REQUESTS:
[A] In the Lean MDP documentation page below, which value function does it say is history-independent?
[B] Extend the Lean MDP documentation page below, picking up after its last line.

QUOTED TEXT:
□ □ □ □ □ □ □
LeanMDPs.Expected

History-independent value function. Note that the optimal value function is history-independent, while the value function of a Markov policy depends on the time step.

Equations

MDPs.Values x✝ = (σ → ℝ)

Instances For

source

def MDPs.q_of_v {σ α : Type} [DecidableEq α] {M : MDPs.MDP σ α} (s : σ) (a : { x : α // x ∈ M.A }) (v : MDPs.Values M) :

ℝ

Markov q function

Equations

MDPs.q_of_v s a v = MDPs.expect_h (MDPs.Hist.init s) (fun (x : MDPs.Hist M) => Finprob.dirac_dist M.A a) 1 fun (h : MDPs.Hist M) => MDPs.reward h + v h.last

Instances For

source

def MDPs.DPMopt {σ α : Type} [DecidableEq α] {M : MDPs.MDP σ α} (v : MDPs.Values M) :

MDPs.Values M

Bellman operator on history-dependent value functions

Equations

MDPs.DPMopt v x✝ = M.A.attach.sup' ⋯ fun (a : { x : α // x ∈ M.A }) => MDPs.q_of_v x✝ a v

Instances For

source

def MDPs.v_dp_opt {σ α : Type} [DecidableEq α] {M : MDPs.MDP σ α} :

ℕ → MDPs.Values M

Optimal value function

Equations

MDPs.v_dp_opt Nat.zero = fun (x : σ) => 0
MDPs.v_dp_opt t.succ = MDPs.DPMopt (MDPs.v_dp_opt t)
□ □ □ □ □ □ □
RECORD EXCERPTS:
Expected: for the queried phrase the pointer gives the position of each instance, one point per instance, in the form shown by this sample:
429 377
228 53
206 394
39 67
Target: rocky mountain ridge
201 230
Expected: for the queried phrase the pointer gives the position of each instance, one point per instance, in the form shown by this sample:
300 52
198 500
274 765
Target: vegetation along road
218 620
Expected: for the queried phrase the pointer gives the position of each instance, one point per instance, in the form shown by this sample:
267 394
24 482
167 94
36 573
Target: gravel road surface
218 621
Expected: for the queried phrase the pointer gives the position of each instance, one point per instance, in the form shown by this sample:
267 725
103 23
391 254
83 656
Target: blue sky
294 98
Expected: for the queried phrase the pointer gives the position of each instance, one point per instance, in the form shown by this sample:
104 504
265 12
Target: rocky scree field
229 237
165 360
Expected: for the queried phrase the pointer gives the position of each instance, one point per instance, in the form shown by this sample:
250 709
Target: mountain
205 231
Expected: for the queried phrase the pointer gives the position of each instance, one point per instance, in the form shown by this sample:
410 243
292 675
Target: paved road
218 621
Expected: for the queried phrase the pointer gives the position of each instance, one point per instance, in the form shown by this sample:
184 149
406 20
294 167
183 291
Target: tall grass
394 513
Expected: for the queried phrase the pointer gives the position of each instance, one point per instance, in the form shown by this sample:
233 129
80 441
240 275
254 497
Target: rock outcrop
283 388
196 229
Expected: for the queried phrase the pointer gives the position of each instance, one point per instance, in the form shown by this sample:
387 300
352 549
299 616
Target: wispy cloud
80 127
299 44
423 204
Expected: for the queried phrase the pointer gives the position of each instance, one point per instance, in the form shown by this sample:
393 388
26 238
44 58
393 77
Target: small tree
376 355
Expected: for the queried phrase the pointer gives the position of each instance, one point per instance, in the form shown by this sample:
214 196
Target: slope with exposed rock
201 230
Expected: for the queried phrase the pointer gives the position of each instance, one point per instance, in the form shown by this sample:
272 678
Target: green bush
□ □ □ □ □ □ □
EXERCISE ANSWERS:
[A] The optimal value function.

[B]
Instances For

source

theorem MDPs.v_dp_opt_eq_u_opt {σ : Type} [Inhabited σ] [DecidableEq σ] {α : Type} [Inhabited α] [DecidableEq α] {M : MDPs.MDP σ α} {t : ℕ} (h : MDPs.Hist M) :

MDPs.v_dp_opt t h.last = MDPs.u_dp_opt t h

The Markov DP is optimal

source

noncomputable def MDPs.πopt {σ α : Type} [DecidableEq α] {M : MDPs.MDP σ α} (t : ℕ) :

MDPs.PolicyMD M

Optimal policy for horizon t

Equations

MDPs.πopt t x✝¹ x✝ = if t ≥ x✝¹ then M.A.argmax' ⋯ fun (a : { x : α // x ∈ M.A }) => MDPs.q_of_v x✝ a (MDPs.v_dp_opt (t - x✝¹)) else Classical.indefiniteDescription (fun (a : α) => a ∈ M.A) ⋯

Instances For

source

theorem MDPs.v_dp_opt_eq_v_dp_π {σ : Type} [Inhabited σ] [DecidableEq σ] {α : Type} [Inhabited α] [DecidableEq α] {M : MDPs.MDP σ α} {T : ℕ} (h : MDPs.Hist M) :

h.length ≤ T → MDPs.v_dp_opt (T - h.length) h.last = MDPs.u_dp_π (fun (h : MDPs.Hist M) => Finprob.dirac_dist M.A (MDPs.πopt T h.length h.last)) (T - h.length) h

Greedy to v_opt is optimal policy

source

def MDPs.ValuesM {σ α : Type} :

MDPs.MDP σ α → Type

Equations

MDPs.ValuesM x✝ = (ℕ → σ → ℝ)

Instances For

source

def MDPs.DPMπ {σ α : Type} [DecidableEq α] {M : MDPs.MDP σ α} (π : MDPs.PolicyMD M) (v : MDPs.ValuesM M) :

MDPs.ValuesM M

Optimal Bellman operator on state-dependent value functions. Also includes the prior history's reward.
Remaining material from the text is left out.